Okuma Metni
________________

Kahrolası şeylerdir mesafeler! Hep en sevdiklerini
uzaklaştırır senden. İsyan edersin, ağlarsın, bağırıp çağırırsın. Her geçen
saniye daha çok özlemek içini acıtır. İçin acıyınca başkalarını kırmaya ve
agresifleşmeye başlıyorsun. Beklemek çok çok çok uzun ve üzücü bir süreç. Sen
istediğin kadar kız, bağır çağır. Değişen bir şey olur mu? Tabii ki HAYIR. Tek
yapabileceğin sabırla beklemek.
Beklemeye o kadar çok alışıyorsun ki aynı gökyüzüne
baktığınızı düşünüp buna bile şükreder hale geliyorsun. Benim gibi sabırsız
biri ‘bile’ beklemeyi öğreniyor.

________________

Veri Satırları
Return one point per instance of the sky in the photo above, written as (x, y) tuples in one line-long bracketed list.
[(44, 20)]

________________

Alıştırma Görevleri
**1)** Mesafeler üzerine metindeki "Beklemek çok çok çok uzun ve üzücü bir süreç." cümlesini İngilizceye çevirir misiniz?
**2)** Mesafeler üzerine metne göre insanın yapabileceği tek şey nedir?
**3)** Mesafeler üzerine metni, bittiği yerden itibaren sürdürür müsünüz?
Verilerin bu alıştırmayla hiçbir ilgisi yoktur.

Alıştırma Cevapları
**1)** Waiting is a very, very, very long and sad process.

**2)** Sabırla beklemek.

**3)**
Seslendiğin zaman cevap verebilecek kadar yakın olsun
istiyorsun. Sarılıp kendini güvende hissetmek istiyorsun ama olmuyor çünkü
yollar bir yerden sonra ayrılıyor. Herkes tek başına ayakta durabilmek için
elinden geleni yapıyor ve bunu yapabilmek için yolların ayrılması şart. Kader,
her ne kadar bizim seçimlerimizle belirlense de bir yerden sonra yapacağımız
hiçbir şey kalmıyor. Bunu söylemeyi sevmiyorum ama ‘Herkes kendi kaderini
yaşıyor.’ arkadaşlar.
O zaman şöyle diyelim: ‘Kaderimiz ayrı yazılmış olsa da bir
gün birleşmesi dileğiyle en sevdiğim..’
Dip Not: Beş dakika beklemek bile bunları hissettiriyorsa
sana; çok seviyorsundur ;))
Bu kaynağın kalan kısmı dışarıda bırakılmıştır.